- _Short problem_
List every line below that contains the string "hoodie".

- _Data records_
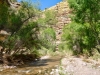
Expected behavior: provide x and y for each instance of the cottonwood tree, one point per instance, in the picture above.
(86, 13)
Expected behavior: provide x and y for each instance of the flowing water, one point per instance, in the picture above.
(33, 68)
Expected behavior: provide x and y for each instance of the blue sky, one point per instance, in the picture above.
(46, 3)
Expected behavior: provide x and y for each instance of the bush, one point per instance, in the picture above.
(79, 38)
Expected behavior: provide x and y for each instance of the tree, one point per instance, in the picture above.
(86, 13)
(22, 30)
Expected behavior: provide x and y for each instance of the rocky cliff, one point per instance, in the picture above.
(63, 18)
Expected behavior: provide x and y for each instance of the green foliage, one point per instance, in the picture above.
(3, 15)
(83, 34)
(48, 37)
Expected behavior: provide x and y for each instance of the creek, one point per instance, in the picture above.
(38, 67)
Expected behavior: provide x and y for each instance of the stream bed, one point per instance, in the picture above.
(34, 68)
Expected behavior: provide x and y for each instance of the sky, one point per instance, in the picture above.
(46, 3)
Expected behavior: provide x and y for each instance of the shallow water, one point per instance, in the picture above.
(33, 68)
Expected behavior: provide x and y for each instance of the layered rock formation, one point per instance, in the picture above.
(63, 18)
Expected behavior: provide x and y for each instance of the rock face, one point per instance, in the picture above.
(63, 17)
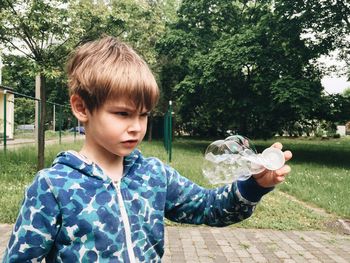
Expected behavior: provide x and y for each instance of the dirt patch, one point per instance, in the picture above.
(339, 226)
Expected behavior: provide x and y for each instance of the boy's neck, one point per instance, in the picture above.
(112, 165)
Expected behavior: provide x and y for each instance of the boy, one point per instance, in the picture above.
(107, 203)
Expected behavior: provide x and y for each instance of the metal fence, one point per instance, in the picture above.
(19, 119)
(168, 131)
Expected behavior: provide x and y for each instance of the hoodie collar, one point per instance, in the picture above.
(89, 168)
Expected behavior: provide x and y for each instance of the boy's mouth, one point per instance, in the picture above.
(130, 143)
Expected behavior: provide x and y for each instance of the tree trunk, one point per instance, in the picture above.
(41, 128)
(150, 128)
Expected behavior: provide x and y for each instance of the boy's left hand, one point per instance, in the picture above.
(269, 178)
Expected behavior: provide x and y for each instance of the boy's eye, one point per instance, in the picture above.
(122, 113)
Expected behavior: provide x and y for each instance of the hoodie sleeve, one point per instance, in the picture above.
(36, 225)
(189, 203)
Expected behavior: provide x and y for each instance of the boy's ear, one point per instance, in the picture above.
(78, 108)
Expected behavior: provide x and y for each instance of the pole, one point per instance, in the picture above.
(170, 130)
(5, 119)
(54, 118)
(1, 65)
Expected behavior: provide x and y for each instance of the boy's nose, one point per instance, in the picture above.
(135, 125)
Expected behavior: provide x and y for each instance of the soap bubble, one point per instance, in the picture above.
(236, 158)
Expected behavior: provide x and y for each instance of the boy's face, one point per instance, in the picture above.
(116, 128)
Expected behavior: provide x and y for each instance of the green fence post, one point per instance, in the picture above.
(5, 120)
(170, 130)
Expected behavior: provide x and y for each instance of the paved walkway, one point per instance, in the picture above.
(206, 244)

--

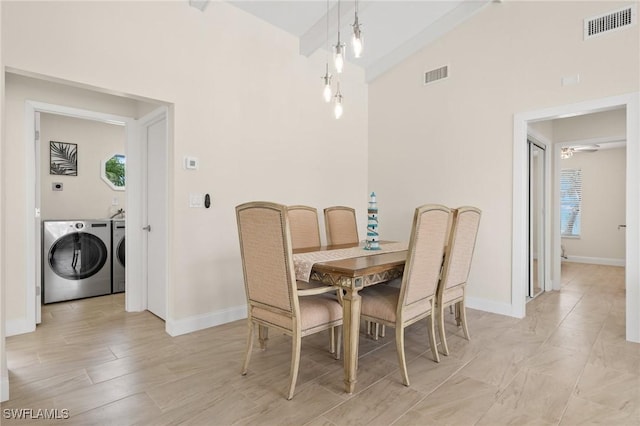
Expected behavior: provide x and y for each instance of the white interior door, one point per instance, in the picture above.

- _Reply_
Expected behavior: provide x and y for each instance of the hoodie collar, one point per instance, in the picture above.
Expected behavior: provide x and y for each instance of the hoodie sleeve, one point per instance, in the picture above.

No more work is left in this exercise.